Task statement:
Return everything in the Stonewall article from "Stonewall revolt had" down to "enters the field!", copied word for word.
─── Selected passage
49 years of Stonewall: time to make a new rebellion!


June 28 is the International Day of LGBT Pride, since the Stonewall Revolt, in 1969, in the US. It left an important sign to LGBTs all over the world.
By Diego Cruz.
In 1969, LGBTs were subjected to a process of extreme marginalization. They were persecuted in the streets and even in the few spaces where they gathered (bars exclusive for LGBTs, known as ghettos). They were subjected to police violence, which carried out frequent raids aiming to get fines and imposing a situation of constant repression.
The “Stonewall Inn” in New York was one of the bars that the poorest LGBTs frequented.
It ended up becoming the stage of a major revolt, when after one of those raids the LGBTs reacted and resisted bravely, in direct confrontation with the police that lasted about 4 days.
In this struggle, mainly lesbian women, black travesties and immigrant gays were the lead. This is an interesting fact (that the bourgeoisie currently tries to hide) as it shows that the Stonewall revolt, besides being against police violence, was also against oppression and exploitation that those poor, black, immigrant LGBTs suffered on a daily basis.
Stonewall revolt had such a repercussion that it lighted the entire world. Next year, on June 28, 1970, it took place the first LGBT Parade, with over 10 thousand people in the US.
World Cup: violence against LGBTs enters the field!
The entire world is watching and following the World Cup in Russia, but few know that the country that the seat country of this event has laws that institutionalize repression and violence against LGBTs. LGBTs are harshly persecuted by the State, and recently president Putin made statements asking the tourists not to make homosexual demonstrations in public.
This type of statement and laws highly contribute to killings, violence and violations of LGBTs’ rights. Thus, our struggle is not only in Brazil, but in all countries of the world!
The paradox is that Russia was not always like this. The Russian Revolution of 1917, that expropriated the bourgeoisie, had serious advances. Regarding the struggle of oppressed sectors, they achieved advances that we are far from achieving here in Brazil, today. In 1918, for instance, abortion was legalized. The laws that subjected women to the husband and house were annulled. The State built kindergartens and public laundries as a way to free women from domestic work. All laws against homosexuality were abolished by the new revolutionary government, and consented sex was defined as a private matter. In 1919, hospitals began to make sex-change surgeries.
But the Stalinist counter-revolution initiated a period of setback to those rights. There was a policy of returning women back to the house, and being LGBTs was considered a “petit-bourgeois deviation” from the previous society. The complete restoration of capitalism in Russia only worsened the situation of LGBTs, ending up in the absurd laws that we have today.
──────
─── Provided records
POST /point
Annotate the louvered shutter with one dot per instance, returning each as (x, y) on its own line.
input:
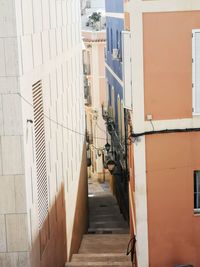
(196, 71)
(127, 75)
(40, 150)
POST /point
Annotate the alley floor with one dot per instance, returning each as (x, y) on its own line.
──────
─── Provided records
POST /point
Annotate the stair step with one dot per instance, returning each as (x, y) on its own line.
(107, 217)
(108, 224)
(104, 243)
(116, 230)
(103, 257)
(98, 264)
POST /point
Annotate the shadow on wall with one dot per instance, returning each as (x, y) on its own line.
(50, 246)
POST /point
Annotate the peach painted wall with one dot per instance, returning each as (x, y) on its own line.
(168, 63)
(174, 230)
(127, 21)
──────
Your solution:
Stonewall revolt had such a repercussion that it lighted the entire world. Next year, on June 28, 1970, it took place the first LGBT Parade, with over 10 thousand people in the US.
World Cup: violence against LGBTs enters the field!